• _What needs to be done_
Find the line containing "Give one point for each instance of the yellow cloth". Reproduce it and every line after it up to the end of the records, exactly as written.

• _Data records_
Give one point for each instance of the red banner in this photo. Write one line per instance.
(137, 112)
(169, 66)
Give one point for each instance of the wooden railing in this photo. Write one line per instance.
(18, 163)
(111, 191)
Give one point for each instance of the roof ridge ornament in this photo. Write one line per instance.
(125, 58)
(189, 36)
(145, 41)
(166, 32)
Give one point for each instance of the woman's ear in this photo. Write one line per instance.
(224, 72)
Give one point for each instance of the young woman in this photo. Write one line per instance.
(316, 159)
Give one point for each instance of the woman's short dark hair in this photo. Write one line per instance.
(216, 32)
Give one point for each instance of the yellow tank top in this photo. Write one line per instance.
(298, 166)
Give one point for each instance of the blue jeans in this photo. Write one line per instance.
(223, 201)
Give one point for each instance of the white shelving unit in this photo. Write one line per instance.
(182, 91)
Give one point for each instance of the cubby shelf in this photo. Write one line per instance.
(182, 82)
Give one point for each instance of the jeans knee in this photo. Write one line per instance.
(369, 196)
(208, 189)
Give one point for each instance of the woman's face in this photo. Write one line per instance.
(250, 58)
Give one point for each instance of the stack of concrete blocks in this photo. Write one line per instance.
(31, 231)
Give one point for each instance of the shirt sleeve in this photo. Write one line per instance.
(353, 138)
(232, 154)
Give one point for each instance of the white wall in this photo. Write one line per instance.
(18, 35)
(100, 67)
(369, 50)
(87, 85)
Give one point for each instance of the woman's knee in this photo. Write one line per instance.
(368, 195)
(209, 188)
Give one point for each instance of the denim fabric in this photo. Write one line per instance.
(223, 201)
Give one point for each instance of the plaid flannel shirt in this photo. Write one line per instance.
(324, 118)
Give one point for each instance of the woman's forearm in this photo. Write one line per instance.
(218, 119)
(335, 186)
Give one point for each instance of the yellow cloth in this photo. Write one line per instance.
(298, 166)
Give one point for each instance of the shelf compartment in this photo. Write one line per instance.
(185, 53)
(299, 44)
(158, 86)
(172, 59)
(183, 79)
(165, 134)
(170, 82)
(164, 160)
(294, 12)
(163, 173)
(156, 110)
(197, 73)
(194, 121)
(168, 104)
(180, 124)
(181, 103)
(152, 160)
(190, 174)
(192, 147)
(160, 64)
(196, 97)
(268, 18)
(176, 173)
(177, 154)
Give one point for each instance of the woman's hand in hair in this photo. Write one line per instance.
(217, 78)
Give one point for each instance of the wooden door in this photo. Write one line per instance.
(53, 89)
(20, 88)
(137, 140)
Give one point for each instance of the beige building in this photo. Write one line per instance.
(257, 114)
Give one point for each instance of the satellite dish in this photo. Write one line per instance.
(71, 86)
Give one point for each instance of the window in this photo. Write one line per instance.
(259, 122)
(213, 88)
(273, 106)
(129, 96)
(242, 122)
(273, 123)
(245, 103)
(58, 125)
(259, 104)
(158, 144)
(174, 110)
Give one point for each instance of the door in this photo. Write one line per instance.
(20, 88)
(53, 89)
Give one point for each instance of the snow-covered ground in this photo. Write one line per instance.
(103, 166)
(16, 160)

• _Answer_
Give one point for each instance of the yellow cloth in this photo. Write one line per instance.
(298, 166)
Give one point for each instance of the shelf compartment in this photo. Write one line per instance.
(185, 53)
(299, 44)
(158, 86)
(172, 59)
(183, 79)
(165, 134)
(170, 82)
(164, 160)
(294, 12)
(163, 173)
(156, 110)
(197, 73)
(194, 121)
(168, 104)
(180, 124)
(181, 103)
(152, 160)
(190, 174)
(192, 147)
(160, 64)
(196, 97)
(268, 18)
(176, 173)
(177, 154)
Give one point for each instance of the woman's hand in hair in this photo. Write one line per instance.
(217, 78)
Give one point for each instance of the wooden door in this photo. Write one line per instance.
(53, 89)
(20, 88)
(137, 140)
Give one point for each instance of the beige building in this photo. Write one line per instance.
(257, 114)
Give one point for each instance of the satellite dish in this photo. Write one line per instance.
(71, 86)
Give one point for each instance of the window in this photo. Write one line per instance.
(259, 122)
(213, 88)
(273, 106)
(129, 96)
(242, 122)
(273, 123)
(245, 103)
(58, 125)
(259, 104)
(158, 144)
(174, 110)
Give one point for each instance of the door in this photo. Write one line per instance.
(20, 88)
(53, 89)
Give one point for each instance of the snow-covered ground in this photo. Write one line per instance.
(103, 166)
(16, 160)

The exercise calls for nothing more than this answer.